* _DOCUMENT TEXT_:

Content starts

Nigeria is betting on scale. In January 2025, the Federal Executive Council approved the construction of 7,000 telecom towers to extend 5G and rural coverage. Ethiopia is pursuing both state and market routes. Ethio Telecom announced plans to deploy 1,298 new mobile sites in FY2024–2025, including 165 rural sites, alongside major fibre extensions. It is currently seeking more than US$1.1 billion to facilitate this deployment. Safaricom Ethiopia is matching that with private investment. The company launched a US$1.5 billion programme to build 5,000 new towers over three years and began switching on the first locally manufactured units early in 2025. Kenya is also densifying. Atlas Tower Kenya marked its 400th tower in early 2025, underscoring the pace of independent tower company expansion. Meanwhile, Safaricom has been rapidly expanding its 5G footprint, adding hundreds of new 5G sites in the first half of the year.
Tanzania’s Universal Communications Service Access Fund has overseen hundreds of rural builds and upgrades, with reports in 2025 noting several hundred new towers and many site upgrades to 3G/4G to widen rural access. Satellite services have become a third, fast-moving vector for connectivity in 2025, especially where ground builds are slow or terrain is hostile. Starlink and other LEO providers have been rolling into African markets this year, offering near-immediate coverage in remote areas. Starlink went live in Chad and more than 20 other African countries in 2025.

Content ends

(Saved entries)
Content starts

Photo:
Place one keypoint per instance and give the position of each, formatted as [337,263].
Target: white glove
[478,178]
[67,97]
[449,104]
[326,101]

Content ends

* _EXERCISE 1_:
List every country that the passage on African telecom coverage names.
* _EXERCISE 2_:
Extend the passage on African telecom coverage, picking up after its final sentence.

* _ANSWER SPACE 1_:
Nigeria, Ethiopia, Kenya, Tanzania, Chad

* _ANSWER SPACE 2_:
National actors are pairing with LEOs too. Nigeria’s NIGCOMSAT signed a deal to partner with OneWeb to deliver LEO connectivity nationwide, blending state satellite infrastructure with commercial capacity. Private distribution and reseller deals are accelerating reach. Airtel Africa, for instance, has agreed to distribute Starlink connectivity in select markets since May 2025, signalling that traditional operators see satellite services as complementary rather than purely competitive. New LEO constellations beyond Starlink are also advancing. Amazon’s Project Kuiper launched initial production satellites in 2025, a development that will add capacity options for regions with limited terrestrial reach.Ground infrastructure is following. Atlas Space Operations and others expanded ground-station capacity in Rwanda and Ghana in 2025, improving the ability to manage LEO services locally and support national data needs. While satellites bring speed and reach, they are not a silver bullet. Capacity limits, licensing and regulation remain hurdles. Nigeria’s recent Starlink waitlist surge and service pauses highlight how demand can outstrip satellite capacity and draw regulatory scrutiny.
The acceleration of tower builds, combined with momentum in satellite technology, offers a hybrid playbook for tackling Africa’s connectivity gap, with towers densifying population centres and serving public institutions, while satellites plug remote blindspots and provide resilience where terrestrial grids fall short. Experts argue blended finance is the way forward.
“Public funds can de-risk rural sites while private capital drives scale and speed, and satellites can be gated into national plans to serve schools, clinics and emergency services,” Mulongo added.